## What you will do
All entries should be output exactly as they stand.

## Data extracts
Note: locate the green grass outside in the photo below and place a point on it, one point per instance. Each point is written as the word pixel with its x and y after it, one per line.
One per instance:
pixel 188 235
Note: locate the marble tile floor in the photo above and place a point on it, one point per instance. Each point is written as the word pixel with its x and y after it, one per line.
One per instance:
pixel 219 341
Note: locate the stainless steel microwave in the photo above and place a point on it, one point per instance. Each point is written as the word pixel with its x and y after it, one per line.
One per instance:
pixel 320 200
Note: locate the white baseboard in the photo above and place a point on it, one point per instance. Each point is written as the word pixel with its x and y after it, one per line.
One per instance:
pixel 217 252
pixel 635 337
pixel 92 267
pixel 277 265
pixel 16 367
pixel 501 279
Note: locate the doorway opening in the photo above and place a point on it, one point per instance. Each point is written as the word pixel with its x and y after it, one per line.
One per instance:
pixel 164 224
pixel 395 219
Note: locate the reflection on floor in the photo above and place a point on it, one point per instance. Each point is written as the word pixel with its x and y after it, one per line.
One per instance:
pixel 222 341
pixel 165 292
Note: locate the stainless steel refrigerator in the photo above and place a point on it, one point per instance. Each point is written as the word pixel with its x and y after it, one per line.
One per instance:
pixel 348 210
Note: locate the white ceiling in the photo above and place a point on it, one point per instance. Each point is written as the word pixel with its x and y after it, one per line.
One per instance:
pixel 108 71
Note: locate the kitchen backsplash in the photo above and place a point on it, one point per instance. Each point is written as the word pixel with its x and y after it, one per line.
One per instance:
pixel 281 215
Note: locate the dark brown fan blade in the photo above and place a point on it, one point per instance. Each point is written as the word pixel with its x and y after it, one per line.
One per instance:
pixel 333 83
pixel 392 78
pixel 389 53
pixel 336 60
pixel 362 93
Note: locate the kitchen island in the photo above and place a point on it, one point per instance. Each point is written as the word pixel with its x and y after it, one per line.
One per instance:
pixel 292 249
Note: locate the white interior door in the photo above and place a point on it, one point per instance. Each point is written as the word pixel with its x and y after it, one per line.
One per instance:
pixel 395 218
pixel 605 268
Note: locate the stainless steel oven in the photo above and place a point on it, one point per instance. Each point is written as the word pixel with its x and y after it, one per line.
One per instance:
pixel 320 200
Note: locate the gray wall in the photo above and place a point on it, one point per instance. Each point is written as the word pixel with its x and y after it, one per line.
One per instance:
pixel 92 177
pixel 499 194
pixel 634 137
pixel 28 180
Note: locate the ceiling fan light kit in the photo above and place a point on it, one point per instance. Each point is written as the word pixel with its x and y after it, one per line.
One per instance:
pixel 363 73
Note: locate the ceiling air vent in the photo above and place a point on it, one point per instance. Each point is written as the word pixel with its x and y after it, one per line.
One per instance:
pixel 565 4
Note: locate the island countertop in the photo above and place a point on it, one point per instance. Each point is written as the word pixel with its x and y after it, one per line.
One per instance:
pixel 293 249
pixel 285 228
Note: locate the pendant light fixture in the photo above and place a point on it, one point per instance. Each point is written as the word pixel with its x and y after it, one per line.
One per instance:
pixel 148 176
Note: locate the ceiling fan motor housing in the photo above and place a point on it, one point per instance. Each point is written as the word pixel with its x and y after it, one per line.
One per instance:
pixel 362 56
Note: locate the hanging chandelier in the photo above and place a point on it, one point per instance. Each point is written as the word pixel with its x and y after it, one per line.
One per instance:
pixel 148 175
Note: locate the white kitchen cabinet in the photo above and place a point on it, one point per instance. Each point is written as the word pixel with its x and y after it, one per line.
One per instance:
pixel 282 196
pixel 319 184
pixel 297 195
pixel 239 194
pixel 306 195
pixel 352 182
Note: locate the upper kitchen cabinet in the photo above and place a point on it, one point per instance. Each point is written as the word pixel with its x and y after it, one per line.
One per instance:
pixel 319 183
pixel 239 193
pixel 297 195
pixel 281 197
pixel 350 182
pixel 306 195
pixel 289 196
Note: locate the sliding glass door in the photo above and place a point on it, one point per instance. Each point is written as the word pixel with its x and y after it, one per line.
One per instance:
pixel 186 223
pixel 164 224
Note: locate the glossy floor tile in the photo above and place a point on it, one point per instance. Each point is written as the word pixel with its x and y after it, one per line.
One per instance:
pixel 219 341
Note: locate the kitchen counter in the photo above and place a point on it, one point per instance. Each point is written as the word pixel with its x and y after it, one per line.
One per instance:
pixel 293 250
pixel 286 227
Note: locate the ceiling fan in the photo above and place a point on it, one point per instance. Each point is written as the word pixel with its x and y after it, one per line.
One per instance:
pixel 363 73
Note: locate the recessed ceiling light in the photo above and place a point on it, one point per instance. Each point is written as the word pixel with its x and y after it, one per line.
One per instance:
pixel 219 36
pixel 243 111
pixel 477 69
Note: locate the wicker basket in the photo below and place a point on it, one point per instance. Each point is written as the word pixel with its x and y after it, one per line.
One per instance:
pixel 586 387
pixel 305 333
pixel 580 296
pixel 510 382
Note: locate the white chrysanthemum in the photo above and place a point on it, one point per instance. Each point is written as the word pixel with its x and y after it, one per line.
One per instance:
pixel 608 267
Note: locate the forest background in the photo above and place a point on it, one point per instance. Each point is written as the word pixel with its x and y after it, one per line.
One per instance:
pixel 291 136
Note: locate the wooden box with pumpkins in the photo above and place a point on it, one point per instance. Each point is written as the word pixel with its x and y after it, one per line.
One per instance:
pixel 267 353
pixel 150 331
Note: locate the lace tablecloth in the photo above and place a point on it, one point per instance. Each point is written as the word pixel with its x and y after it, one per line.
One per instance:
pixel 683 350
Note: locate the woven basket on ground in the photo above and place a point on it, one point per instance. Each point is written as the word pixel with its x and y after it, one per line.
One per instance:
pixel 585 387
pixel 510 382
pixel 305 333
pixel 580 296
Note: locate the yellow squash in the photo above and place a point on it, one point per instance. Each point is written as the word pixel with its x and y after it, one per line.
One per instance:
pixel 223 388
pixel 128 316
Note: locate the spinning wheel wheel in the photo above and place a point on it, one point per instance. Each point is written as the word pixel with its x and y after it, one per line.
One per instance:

## Reply to the exercise
Note: locate the green grass outside in the photo below and place a point on it, one point per instance. Each point is written as the word pixel with its x and y after it, one per line.
One per instance:
pixel 188 235
Note: locate the marble tile floor in the photo above and place a point on it, one point per instance. Each point is written as the word pixel with its x and y after it, one per line.
One per instance:
pixel 219 341
Note: locate the stainless steel microwave in the photo above and place a point on it, one point per instance. Each point is written as the word pixel with its x and y after it, one per line.
One per instance:
pixel 320 200
Note: locate the white baseboard in the photo above and place a point on it, one point per instance. Each point is written as the word pixel with its x and y after it, one per line.
One per instance:
pixel 217 252
pixel 635 337
pixel 92 267
pixel 277 265
pixel 16 367
pixel 501 279
Note: locate the doorway opening in the photo above and place a point on it, one point per instance. Each point is written as the word pixel with its x and y after it, one per line.
One per instance:
pixel 164 224
pixel 395 219
Note: locate the reflection on floor in the photo above and place a point on it, one point per instance. Each point is written as the word pixel with its x and y after it, one per line.
One per instance:
pixel 222 341
pixel 165 292
Note: locate the stainless steel refrigerator in the photo above and place a point on it, one point per instance. Each point is written as the word pixel with its x and y after it, one per line.
One per instance:
pixel 348 210
Note: locate the white ceiling in the photo above and place a point on it, one point per instance. Each point is written as the word pixel with its x and y after it, one per line.
One per instance:
pixel 108 71
Note: locate the kitchen backsplash in the photo above and place a point on it, one point per instance. Each point is written as the word pixel with its x and y after it, one per line.
One per instance:
pixel 281 215
Note: locate the dark brown fan blade in the photo above and place a point on it, one point per instance. Each point is written as the word pixel with its x and y after it, one per line.
One per instance:
pixel 333 83
pixel 392 78
pixel 389 53
pixel 336 60
pixel 362 93
Note: locate the kitchen island in the photo above and place a point on it, one point per instance. Each point is written as the word pixel with its x and y after it, one per line.
One per instance:
pixel 292 249
Note: locate the white interior door in the photo above and place a point on it, one point per instance. Each point is written as the word pixel with its x and y after it, one per line.
One per instance:
pixel 395 218
pixel 605 268
Note: locate the stainless steel oven in the photo above and place a point on it, one point per instance. Each point is written as the word pixel with its x and y after it, one per line.
One per instance:
pixel 320 200
Note: locate the gray wall in the photo above and place a point on it, one point per instance. Each point is written as the word pixel with its x and y after it, one per line.
One per instance:
pixel 92 177
pixel 499 194
pixel 634 137
pixel 28 180
Note: locate the ceiling fan light kit in the photo above and place a point on it, one point per instance. Each point is written as the word pixel with its x and y after it, one per line.
One per instance:
pixel 363 73
Note: locate the ceiling air vent in the photo above and place a point on it, one point per instance. Each point is written as the word pixel with its x and y after it, one per line.
One per instance:
pixel 565 4
Note: locate the island countertop in the photo above and place a point on it, one point per instance. Each point is written as the word pixel with its x and y after it, one per line.
One per instance:
pixel 293 249
pixel 285 228
Note: locate the pendant light fixture in the photo above and place a point on it, one point per instance. Each point is written as the word pixel with its x and y after it, one per line.
One per instance:
pixel 148 176
Note: locate the ceiling fan motor housing in the photo above and place a point on it, one point per instance. Each point is written as the word pixel with its x and y after it, one per line.
One per instance:
pixel 362 56
Note: locate the hanging chandelier in the photo above and place a point on it, one point per instance. Each point is written as the word pixel with its x and y after it, one per line.
One per instance:
pixel 148 175
Note: locate the white kitchen cabinet in the photo above and place a point on it, one point per instance. Each point is written as the word pixel with its x and y after it, one per line.
One per instance:
pixel 282 196
pixel 319 184
pixel 297 195
pixel 239 194
pixel 306 195
pixel 352 182
Note: locate the upper kitchen cabinet in the photo above and place a point on it, one point per instance. Each point is written as the word pixel with its x and y after it, one per line.
One per instance:
pixel 319 183
pixel 239 193
pixel 297 195
pixel 281 197
pixel 350 182
pixel 306 195
pixel 289 196
Note: locate the sliding glass door in the photo above and place a point on it, one point per instance. Each point is written as the word pixel with its x and y after it, one per line.
One per instance:
pixel 186 223
pixel 164 224
Note: locate the glossy floor tile in the photo above and place a point on it, one point per instance. Each point is written as the word pixel with its x and y after it, one per line.
One per instance:
pixel 219 341
Note: locate the kitchen counter in the photo above and place a point on it, one point per instance. Each point is written as the word pixel with its x and y after it, one per line.
One per instance:
pixel 293 250
pixel 286 227
Note: locate the ceiling fan in the photo above and place a point on it, one point per instance. Each point is written as the word pixel with its x and y after it, one per line.
One per instance:
pixel 363 73
Note: locate the recessed ceiling light in the photo above and place a point on it, one point per instance. Each point is written as the word pixel with its x and y after it, one per line.
One per instance:
pixel 219 36
pixel 243 111
pixel 477 69
Note: locate the wicker basket in the photo below and place a point on it, one point per instance. Each point is written as the word pixel with its x and y after it, one per line.
One per instance:
pixel 586 387
pixel 305 333
pixel 580 296
pixel 510 382
Note: locate the white chrysanthemum in the photo above and place a point on it, one point per instance. Each point is written as the word pixel with its x and y after it, one per line.
One per instance:
pixel 608 267
Note: locate the forest background in the photo above and place a point on it, one point per instance. Each point is written as the word pixel with its x and y after it, one per line.
One per instance:
pixel 291 136
Note: locate the wooden box with pumpkins in the photo above and place a point on it, one point per instance. Each point is written as the word pixel with its x and y after it, one per line.
One per instance:
pixel 267 353
pixel 150 331
Note: locate the lace tablecloth in the photo above and place a point on it, one point per instance. Each point is written as the word pixel with its x and y after it, one per line.
One per instance:
pixel 683 350
Note: locate the woven basket on ground in the photo above and place a point on it, one point per instance. Each point is written as the word pixel with its x and y after it, one per line.
One per instance:
pixel 585 387
pixel 510 382
pixel 305 333
pixel 580 296
Note: locate the yellow squash in the photo above and place a point on it, one point per instance. Each point is written as the word pixel with its x and y after it, one per line.
One per instance:
pixel 223 388
pixel 128 316
Note: locate the spinning wheel wheel in the photo above and place a point on it, one point per instance. Each point is written as the word pixel with its x and y after it, one per line.
One per instance:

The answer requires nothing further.